> _TASK BRIEF_
The output should be all entries, each matching the original exactly.

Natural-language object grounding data
· · · ·

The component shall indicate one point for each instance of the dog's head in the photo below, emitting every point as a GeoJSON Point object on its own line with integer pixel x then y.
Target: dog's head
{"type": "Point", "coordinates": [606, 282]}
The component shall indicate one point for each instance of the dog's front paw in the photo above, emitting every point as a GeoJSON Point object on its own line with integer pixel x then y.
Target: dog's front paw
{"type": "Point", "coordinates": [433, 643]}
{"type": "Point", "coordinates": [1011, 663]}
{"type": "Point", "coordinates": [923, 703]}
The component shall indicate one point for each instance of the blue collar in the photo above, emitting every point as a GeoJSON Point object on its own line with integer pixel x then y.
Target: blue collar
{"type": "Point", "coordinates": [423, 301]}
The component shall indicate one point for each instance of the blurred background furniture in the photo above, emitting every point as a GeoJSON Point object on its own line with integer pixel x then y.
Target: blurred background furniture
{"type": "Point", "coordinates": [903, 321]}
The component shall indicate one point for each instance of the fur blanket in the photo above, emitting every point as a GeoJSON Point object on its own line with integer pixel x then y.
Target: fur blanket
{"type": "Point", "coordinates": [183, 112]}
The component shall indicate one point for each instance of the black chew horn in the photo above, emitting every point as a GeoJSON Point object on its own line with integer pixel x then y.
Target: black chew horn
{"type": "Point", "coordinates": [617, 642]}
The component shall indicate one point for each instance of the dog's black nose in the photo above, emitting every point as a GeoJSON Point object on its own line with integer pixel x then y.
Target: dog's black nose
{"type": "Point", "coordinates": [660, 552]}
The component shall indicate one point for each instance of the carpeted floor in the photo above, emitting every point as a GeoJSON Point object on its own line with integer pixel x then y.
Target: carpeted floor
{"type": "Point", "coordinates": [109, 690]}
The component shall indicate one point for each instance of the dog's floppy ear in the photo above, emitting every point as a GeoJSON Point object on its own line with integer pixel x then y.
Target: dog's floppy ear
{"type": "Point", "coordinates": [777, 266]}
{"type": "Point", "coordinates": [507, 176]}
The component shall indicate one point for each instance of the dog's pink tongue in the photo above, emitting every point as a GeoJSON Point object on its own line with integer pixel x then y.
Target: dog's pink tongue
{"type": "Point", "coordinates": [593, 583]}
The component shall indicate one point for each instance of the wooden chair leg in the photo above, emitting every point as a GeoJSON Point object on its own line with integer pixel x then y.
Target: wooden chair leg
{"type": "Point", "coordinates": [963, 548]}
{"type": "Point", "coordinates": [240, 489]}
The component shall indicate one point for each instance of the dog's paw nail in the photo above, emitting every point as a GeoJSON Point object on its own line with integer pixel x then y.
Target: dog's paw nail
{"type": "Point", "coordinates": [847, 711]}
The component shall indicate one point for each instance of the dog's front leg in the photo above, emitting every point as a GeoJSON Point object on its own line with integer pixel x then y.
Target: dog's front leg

· · · ·

> _TASK SOLUTION_
The component shall indicate one point for each instance of the dog's head in the photo below, emitting every point as a GeoJSON Point object on its own line with integer pixel x then y.
Target: dog's head
{"type": "Point", "coordinates": [606, 282]}
The component shall indicate one point for each instance of the dog's front paw in the photo above, emitting every point as a GeoJSON Point object on its own line with integer pixel x then y.
Target: dog's front paw
{"type": "Point", "coordinates": [433, 643]}
{"type": "Point", "coordinates": [1011, 663]}
{"type": "Point", "coordinates": [923, 703]}
The component shall indicate one point for each instance of the blue collar in the photo above, emitting every point as a GeoJSON Point object on its own line with integer pixel x then y.
Target: blue collar
{"type": "Point", "coordinates": [423, 301]}
The component shall indicate one point for each instance of the blurred background furniture in the photo above, emitting every point as a GeoJSON Point object on its own line with integer pixel x then y.
Target: blurred background furniture
{"type": "Point", "coordinates": [903, 321]}
The component shall indicate one point for each instance of the fur blanket in the photo above, emitting every point as a GeoJSON Point object on its own line with integer pixel x then y.
Target: fur blanket
{"type": "Point", "coordinates": [183, 112]}
The component shall indicate one point for each instance of the black chew horn in the photo above, emitting every point as a GeoJSON Point object on its own line with integer pixel x then y.
Target: black chew horn
{"type": "Point", "coordinates": [617, 642]}
The component shall indicate one point for each instance of the dog's black nose in the photo above, emitting every point as a GeoJSON Point object on its own line with integer pixel x then y.
Target: dog's black nose
{"type": "Point", "coordinates": [660, 552]}
The component shall indicate one point for each instance of the carpeted floor in the photo above, emitting every point as a GeoJSON Point object on its own line with integer pixel x then y.
Target: carpeted floor
{"type": "Point", "coordinates": [109, 690]}
The component shall indicate one point for each instance of the dog's floppy ear in the photo above, emitting every point as a GeoJSON Point object on its own line with integer pixel x then y.
Target: dog's floppy ear
{"type": "Point", "coordinates": [777, 266]}
{"type": "Point", "coordinates": [507, 176]}
The component shall indicate one point for each instance of the dog's pink tongue in the photo above, emitting every point as a GeoJSON Point object on its own line with integer pixel x then y.
Target: dog's pink tongue
{"type": "Point", "coordinates": [593, 583]}
The component shall indicate one point for each instance of the wooden chair leg in the photo above, emitting every point as a GeoJSON Point object on its own line with integer pixel x then y.
Target: wooden chair leg
{"type": "Point", "coordinates": [963, 548]}
{"type": "Point", "coordinates": [240, 489]}
The component shall indicate one point for each instance of the dog's paw nail in the photo above, emitting every point as a GeoJSON Point object on its own line with integer pixel x then y.
Target: dog's paw nail
{"type": "Point", "coordinates": [847, 711]}
The component shall indicate one point for each instance of the dog's front leg in the photo above, emitting every point as a GeoJSON Point object on its own line with integer pixel x then y.
Target: dog's front leg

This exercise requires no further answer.